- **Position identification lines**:
********

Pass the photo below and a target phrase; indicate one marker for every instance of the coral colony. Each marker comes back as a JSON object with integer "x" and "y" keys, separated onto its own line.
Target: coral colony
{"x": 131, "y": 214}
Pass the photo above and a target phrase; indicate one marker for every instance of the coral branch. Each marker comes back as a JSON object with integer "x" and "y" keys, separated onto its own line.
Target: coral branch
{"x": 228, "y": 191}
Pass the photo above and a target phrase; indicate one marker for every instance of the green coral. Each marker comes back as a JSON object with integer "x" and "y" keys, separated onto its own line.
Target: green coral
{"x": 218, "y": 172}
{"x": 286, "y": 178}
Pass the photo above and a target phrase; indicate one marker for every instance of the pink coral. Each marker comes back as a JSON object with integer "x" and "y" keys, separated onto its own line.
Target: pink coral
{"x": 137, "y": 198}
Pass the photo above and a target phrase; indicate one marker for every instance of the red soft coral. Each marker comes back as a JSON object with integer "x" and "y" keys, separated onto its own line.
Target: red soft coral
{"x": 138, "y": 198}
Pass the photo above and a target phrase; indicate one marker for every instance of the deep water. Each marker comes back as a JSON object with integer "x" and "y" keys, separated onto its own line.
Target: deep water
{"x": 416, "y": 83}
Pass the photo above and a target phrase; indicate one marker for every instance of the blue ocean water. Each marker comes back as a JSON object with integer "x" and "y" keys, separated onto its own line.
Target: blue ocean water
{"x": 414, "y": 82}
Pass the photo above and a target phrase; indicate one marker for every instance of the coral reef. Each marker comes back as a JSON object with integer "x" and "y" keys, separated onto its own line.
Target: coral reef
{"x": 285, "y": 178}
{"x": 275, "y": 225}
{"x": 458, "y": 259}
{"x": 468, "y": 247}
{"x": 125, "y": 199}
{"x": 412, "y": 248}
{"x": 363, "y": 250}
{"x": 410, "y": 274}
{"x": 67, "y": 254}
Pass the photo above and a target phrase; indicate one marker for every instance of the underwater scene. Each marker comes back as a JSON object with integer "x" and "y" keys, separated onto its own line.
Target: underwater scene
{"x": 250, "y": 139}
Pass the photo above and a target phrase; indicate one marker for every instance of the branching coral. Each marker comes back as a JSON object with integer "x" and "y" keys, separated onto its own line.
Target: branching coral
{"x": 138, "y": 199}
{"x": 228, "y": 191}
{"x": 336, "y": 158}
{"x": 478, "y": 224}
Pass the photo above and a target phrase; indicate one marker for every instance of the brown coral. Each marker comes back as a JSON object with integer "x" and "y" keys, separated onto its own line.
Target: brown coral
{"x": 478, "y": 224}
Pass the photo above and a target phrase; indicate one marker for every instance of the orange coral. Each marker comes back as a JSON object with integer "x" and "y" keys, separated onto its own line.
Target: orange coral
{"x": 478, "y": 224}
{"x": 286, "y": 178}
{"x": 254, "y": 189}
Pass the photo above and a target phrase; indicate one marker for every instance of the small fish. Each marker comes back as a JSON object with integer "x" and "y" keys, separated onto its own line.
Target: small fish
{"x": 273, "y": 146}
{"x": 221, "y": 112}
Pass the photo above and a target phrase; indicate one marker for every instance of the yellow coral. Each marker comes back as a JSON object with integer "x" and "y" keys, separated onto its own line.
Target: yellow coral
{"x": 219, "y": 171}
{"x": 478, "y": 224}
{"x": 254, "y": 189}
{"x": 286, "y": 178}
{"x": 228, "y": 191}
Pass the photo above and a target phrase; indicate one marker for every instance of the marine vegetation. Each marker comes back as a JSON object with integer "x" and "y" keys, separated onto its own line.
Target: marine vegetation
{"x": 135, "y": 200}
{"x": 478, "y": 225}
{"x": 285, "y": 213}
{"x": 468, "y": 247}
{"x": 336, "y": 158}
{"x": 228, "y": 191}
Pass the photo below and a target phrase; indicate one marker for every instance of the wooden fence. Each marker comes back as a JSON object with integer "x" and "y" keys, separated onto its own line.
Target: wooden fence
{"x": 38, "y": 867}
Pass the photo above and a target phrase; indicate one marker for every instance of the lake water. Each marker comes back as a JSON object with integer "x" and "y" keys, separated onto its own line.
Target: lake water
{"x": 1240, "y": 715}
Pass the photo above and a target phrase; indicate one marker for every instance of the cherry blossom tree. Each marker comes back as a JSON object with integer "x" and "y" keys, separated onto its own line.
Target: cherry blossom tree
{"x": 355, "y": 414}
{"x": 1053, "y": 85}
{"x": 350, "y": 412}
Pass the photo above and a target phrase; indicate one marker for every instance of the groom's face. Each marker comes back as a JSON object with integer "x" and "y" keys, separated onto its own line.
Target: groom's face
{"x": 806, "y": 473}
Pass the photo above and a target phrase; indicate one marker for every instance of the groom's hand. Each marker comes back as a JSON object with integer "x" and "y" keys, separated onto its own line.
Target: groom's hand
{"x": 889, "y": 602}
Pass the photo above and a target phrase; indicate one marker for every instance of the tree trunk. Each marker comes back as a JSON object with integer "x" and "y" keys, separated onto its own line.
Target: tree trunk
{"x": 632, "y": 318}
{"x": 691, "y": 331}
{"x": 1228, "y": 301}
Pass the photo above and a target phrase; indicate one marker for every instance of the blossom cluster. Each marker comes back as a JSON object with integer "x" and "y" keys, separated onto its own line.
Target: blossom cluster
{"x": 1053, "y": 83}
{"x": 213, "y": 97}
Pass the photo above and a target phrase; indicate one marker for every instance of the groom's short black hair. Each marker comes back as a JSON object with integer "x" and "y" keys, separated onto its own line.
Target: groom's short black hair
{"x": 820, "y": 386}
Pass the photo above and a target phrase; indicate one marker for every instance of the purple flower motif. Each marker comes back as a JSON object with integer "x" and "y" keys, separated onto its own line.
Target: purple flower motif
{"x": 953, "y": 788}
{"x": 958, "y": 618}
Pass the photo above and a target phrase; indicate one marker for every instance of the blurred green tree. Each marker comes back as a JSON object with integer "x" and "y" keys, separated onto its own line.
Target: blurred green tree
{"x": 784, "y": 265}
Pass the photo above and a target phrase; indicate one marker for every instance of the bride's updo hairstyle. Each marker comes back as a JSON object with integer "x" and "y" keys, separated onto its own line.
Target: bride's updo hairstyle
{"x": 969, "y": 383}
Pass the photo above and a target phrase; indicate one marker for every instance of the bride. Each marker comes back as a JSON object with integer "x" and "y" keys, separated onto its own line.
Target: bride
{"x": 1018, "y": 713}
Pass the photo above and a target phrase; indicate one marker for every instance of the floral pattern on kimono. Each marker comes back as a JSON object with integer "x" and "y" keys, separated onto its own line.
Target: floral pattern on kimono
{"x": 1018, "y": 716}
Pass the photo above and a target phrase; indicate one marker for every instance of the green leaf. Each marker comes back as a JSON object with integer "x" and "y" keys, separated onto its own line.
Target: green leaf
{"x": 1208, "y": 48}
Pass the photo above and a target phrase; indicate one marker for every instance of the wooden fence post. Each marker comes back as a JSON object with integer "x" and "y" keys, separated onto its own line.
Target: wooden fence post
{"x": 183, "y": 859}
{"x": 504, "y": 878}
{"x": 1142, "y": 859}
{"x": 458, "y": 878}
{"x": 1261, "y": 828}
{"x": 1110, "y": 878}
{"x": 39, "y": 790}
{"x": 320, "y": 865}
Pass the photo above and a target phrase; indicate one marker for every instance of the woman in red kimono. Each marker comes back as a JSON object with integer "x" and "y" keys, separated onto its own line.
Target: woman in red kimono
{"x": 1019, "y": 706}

********

- **The task**: Rewrite the lines above with "marker" swapped for "point" each time it shows up, leaving everything else the same.

- **Result for this exercise**:
Pass the photo below and a target phrase; indicate one point for every instance of the coral colony. Each point comes back as a JSON object with integer "x" and "y" keys, separated onto its own line.
Target: coral colony
{"x": 131, "y": 214}
Pass the photo above and a target phrase; indicate one point for every instance of the coral branch. Each point comes back as a JSON object with integer "x" and "y" keys, separated onto its own line.
Target: coral branch
{"x": 228, "y": 191}
Pass the photo above and a target phrase; indicate one point for every instance of the green coral. Each point comes back as a JSON object with integer "x" and "y" keys, separated onto its own line.
Target: green coral
{"x": 218, "y": 172}
{"x": 286, "y": 178}
Pass the photo above and a target phrase; indicate one point for every instance of the pink coral. Each point comes back as a JSON object with integer "x" and "y" keys, separated onto its own line.
Target: pink coral
{"x": 137, "y": 198}
Pass the photo above and a target phrase; indicate one point for every instance of the red soft coral. Each point comes back as a JSON object with integer "x" and "y" keys, separated onto its own line.
Target: red soft coral
{"x": 138, "y": 198}
Pass the photo above and a target phrase; indicate one point for every instance of the deep water. Each point comes back as a JSON object with integer "x" and "y" keys, separated onto its own line.
Target: deep water
{"x": 416, "y": 83}
Pass the photo above and a target phrase; indicate one point for every instance of the blue ocean water. Each point comes back as a JSON object with integer "x" and "y" keys, separated onto its own line.
Target: blue ocean water
{"x": 414, "y": 82}
Pass the photo above and a target phrase; indicate one point for every instance of the coral reef. Each point comes back as a JSON object with integer "x" and "y" keys, separated onto its own line.
Target: coral reef
{"x": 285, "y": 178}
{"x": 275, "y": 225}
{"x": 458, "y": 259}
{"x": 468, "y": 247}
{"x": 125, "y": 199}
{"x": 412, "y": 248}
{"x": 363, "y": 250}
{"x": 410, "y": 274}
{"x": 67, "y": 254}
Pass the photo above and a target phrase; indicate one point for every instance of the underwater scene. Each point comes back as a JSON object with integer "x" and "y" keys, separated onto its own line.
Target: underwater scene
{"x": 250, "y": 139}
Pass the photo above and a target phrase; indicate one point for every instance of the branching coral. Each point comes back as a JSON object with integer "x" and "y" keys, separated onto its own line.
Target: branching coral
{"x": 138, "y": 199}
{"x": 228, "y": 191}
{"x": 336, "y": 158}
{"x": 478, "y": 224}
Pass the photo above and a target phrase; indicate one point for every instance of the brown coral. Each point comes back as a JSON object with integer "x" and "y" keys, separated onto its own line.
Target: brown coral
{"x": 478, "y": 224}
Pass the photo above and a target phrase; indicate one point for every instance of the orange coral. Each point comes back as a JSON object with integer "x" and "y" keys, separated onto its own line.
Target: orange coral
{"x": 478, "y": 224}
{"x": 286, "y": 178}
{"x": 254, "y": 189}
Pass the photo above and a target phrase; indicate one point for every instance of the small fish. Each point comes back as a JSON object with integer "x" and "y" keys, separated onto its own line.
Target: small fish
{"x": 273, "y": 146}
{"x": 221, "y": 112}
Pass the photo above and a target phrase; indicate one point for every instance of the yellow coral. Each point comes back as a JSON object with integer "x" and "y" keys, separated onto its own line.
Target: yellow coral
{"x": 219, "y": 171}
{"x": 478, "y": 224}
{"x": 254, "y": 189}
{"x": 286, "y": 178}
{"x": 228, "y": 191}
Pass the photo above and a target phrase; indicate one point for every instance of the marine vegetation. Each point comes back as a JSON object with integer "x" and "y" keys, separated onto its own line.
Target: marine vegetation
{"x": 135, "y": 200}
{"x": 478, "y": 225}
{"x": 285, "y": 213}
{"x": 468, "y": 247}
{"x": 336, "y": 158}
{"x": 228, "y": 191}
Pass the photo below and a target phrase; indicate one point for every instance of the wooden fence. Each point comes back as a JSON object with integer "x" and "y" keys, separated onto its own line.
Target: wooden fence
{"x": 38, "y": 867}
Pass the photo above and a target phrase; indicate one point for every instance of the lake water. Each point comes back as a JSON object with integer "x" and "y" keys, separated onto its own line.
Target: lake water
{"x": 1240, "y": 715}
Pass the photo above and a target phrase; indicate one point for every instance of the cherry blossom tree. Each point comes back as a JSON object with integer "x" and "y" keys, separated onto its own line.
Target: cherry blossom tree
{"x": 355, "y": 414}
{"x": 1053, "y": 85}
{"x": 350, "y": 412}
Pass the photo above and a target phrase; indicate one point for every instance of the groom's face. Each point comes back as a JSON object with integer "x" and "y" keys, separated onto its own line.
Target: groom's face
{"x": 806, "y": 473}
Pass the photo above and a target phrase; indicate one point for every instance of the groom's hand. Each point comes back as a JSON object with integer "x" and "y" keys, separated onto its own line.
Target: groom's hand
{"x": 889, "y": 602}
Pass the photo above and a target phrase; indicate one point for every instance of the tree trunk. Each point comes back as a JSON object with integer "x" and "y" keys, separated onto its own line.
Target: tree trunk
{"x": 632, "y": 318}
{"x": 691, "y": 331}
{"x": 1228, "y": 301}
Pass the photo above and a target phrase; indicate one point for every instance of the blossom cluster. Each point comes back as a JSON object with integer "x" and "y" keys, separated onto its own line.
Target: blossom cluster
{"x": 1053, "y": 83}
{"x": 213, "y": 97}
Pass the photo above and a target phrase; indicate one point for every instance of the groom's short black hair. Each point comes back as a JSON object with integer "x" and "y" keys, separated onto its own line.
Target: groom's short black hair
{"x": 820, "y": 386}
Pass the photo above and a target phrase; indicate one point for every instance of the purple flower motif. Each point comes back as a JSON object with integer "x" and "y" keys, separated onto its own line.
Target: purple flower motif
{"x": 953, "y": 788}
{"x": 958, "y": 618}
Pass the photo above and a target phrase; indicate one point for every instance of the blurred green tree. Each point comes back as a JSON object with integer "x" and "y" keys, separated onto its own line.
Target: blurred green tree
{"x": 784, "y": 265}
Pass the photo above and a target phrase; indicate one point for every instance of the bride's updo hairstyle. Each point comes back as a JSON object with integer "x" and "y" keys, separated onto its own line.
Target: bride's updo hairstyle
{"x": 969, "y": 383}
Pass the photo above and a target phrase; indicate one point for every instance of the bride. Each point comes back as a JSON object with integer "x" and "y" keys, separated onto its own line.
Target: bride
{"x": 1018, "y": 713}
Pass the photo above and a target phrase; indicate one point for every instance of the floral pattern on kimono. Each point comes back as a JSON object with integer "x" and "y" keys, separated onto its own line.
Target: floral pattern on kimono
{"x": 1018, "y": 716}
Pass the photo above and a target phrase; indicate one point for every instance of the green leaf. Each point comes back as a JSON object with integer "x" and "y" keys, separated onto its own line.
Target: green leaf
{"x": 1208, "y": 48}
Pass the photo above and a target phrase; indicate one point for every instance of the wooden fence post. Each point comes back as a JSON object with integer "x" and "y" keys, separated onto its own line.
Target: wooden fence post
{"x": 183, "y": 859}
{"x": 504, "y": 878}
{"x": 1142, "y": 859}
{"x": 458, "y": 878}
{"x": 1261, "y": 828}
{"x": 1110, "y": 878}
{"x": 39, "y": 790}
{"x": 320, "y": 865}
Pass the photo above and a target phrase; indicate one point for every instance of the woman in red kimono. Each point comes back as a JSON object with integer "x" and "y" keys, separated onto its own line.
Target: woman in red kimono
{"x": 1019, "y": 706}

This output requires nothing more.